Task details>
Resume the article on Vadakkekara, Kerala, and write the passage that follows its last sentence.

*** Extract

Vadakkekara is a census town, in Paravur Taluk, Ernakulam District, Kerala state in India. It is also a part of Vadakkekara Grama Panchayat. Paravur town is situated 5 km from this village. The main centre in this village is Moothakunnam. Vadakkekara is one of the early formed panchayat in the state. The cultural and historical place in Ernakulam Dristrict, combines the parts of the early Muzaris. Maliankara is famous for being the landing place of St. Thomas.

History
Vadakkekara (meaning: northern land)  a panchayat situated in the north of Paravoor river. Vadakkekara consisted of Chittattukara, Pallipuram and Munambam. Vadakkekara was Kuttanad of Parur. Vadakkekara includes numerous islands and as the population increased the panchayat divided. Both British and Travancore has ruled here. British coins circulated here. Vadakkekara was the most important province under Parur Kingdom as it included Muziris where most of the Ships landed in the coasts of this panchayat. Kuriapilly Ferry connected Kottapuram Market. Vadakkekara was an assembly constituency.

Economy
Important jobs are boat making, fishing, coconut trade, coir making, toddy tapping. Thuruthipuram is a minor market in this panchayat.

Human Life
Hindu Ezhvas are the majority in population. Along with them, Muslims, Christians, Hindu Nairs, Dheevaras (settled mainly in Kunjithai, Chettikad , malienkara) are there.

******
*** Information provided

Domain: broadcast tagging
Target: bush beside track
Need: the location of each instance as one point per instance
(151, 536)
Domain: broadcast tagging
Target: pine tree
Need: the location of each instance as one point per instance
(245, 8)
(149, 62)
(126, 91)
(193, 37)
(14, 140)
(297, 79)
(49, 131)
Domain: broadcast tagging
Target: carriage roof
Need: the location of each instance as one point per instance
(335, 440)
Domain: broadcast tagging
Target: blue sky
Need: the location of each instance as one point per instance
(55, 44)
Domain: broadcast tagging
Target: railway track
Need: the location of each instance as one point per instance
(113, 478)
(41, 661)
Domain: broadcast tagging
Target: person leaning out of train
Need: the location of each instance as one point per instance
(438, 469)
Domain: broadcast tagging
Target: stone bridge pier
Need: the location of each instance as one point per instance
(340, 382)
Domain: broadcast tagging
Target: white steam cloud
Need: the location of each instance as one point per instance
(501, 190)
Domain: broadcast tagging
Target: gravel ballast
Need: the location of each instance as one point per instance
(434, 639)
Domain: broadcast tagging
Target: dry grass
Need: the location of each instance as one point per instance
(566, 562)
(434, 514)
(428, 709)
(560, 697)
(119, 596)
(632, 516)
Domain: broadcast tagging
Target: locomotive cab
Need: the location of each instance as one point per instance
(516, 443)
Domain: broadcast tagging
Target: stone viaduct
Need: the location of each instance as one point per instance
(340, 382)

******
*** Information provided

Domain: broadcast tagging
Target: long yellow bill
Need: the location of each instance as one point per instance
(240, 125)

******

Solved exercise>
Demographics
 India census, Vadakkekara had a population of 20099 with 9694 males and 10405 females.

Religious
 Moothakunnam Temple
 Chakumarasery Temple
 Ramankulangara Bhagavathy Temple 
 Kottuvallikad Temple
 Bhuvaneshvari Devi Temple, Thiruthipuram
 Sree Sastha Temple, Vavakadu
 Valathu devi Temple
 Unnimisiha Chapel, Madaplathuruth.
St.Louis Church (Thuruthippuram)
St. George Church (Madaplathuruth)
St.Antony's church, Chettikkad
Kottuvallikkad Alunkal Sree Badrakali Temple Fest

Institutions
 SNM Higher Secondary School Moothakunnam.
HMDP Sabha formed in 1882 is the most old sangam. This resulted in the formation of several other institutions.

Localities
Maliankara, Kottuvallikkad, Moothakunnam, Madaplathuruth, Andipillykavu, Thuruthipuram, Muruvanthuruth, Oravanthuruth, Kattathuruth, Paliathuruth, Vavakkad, Kunjithai, Chettikkad.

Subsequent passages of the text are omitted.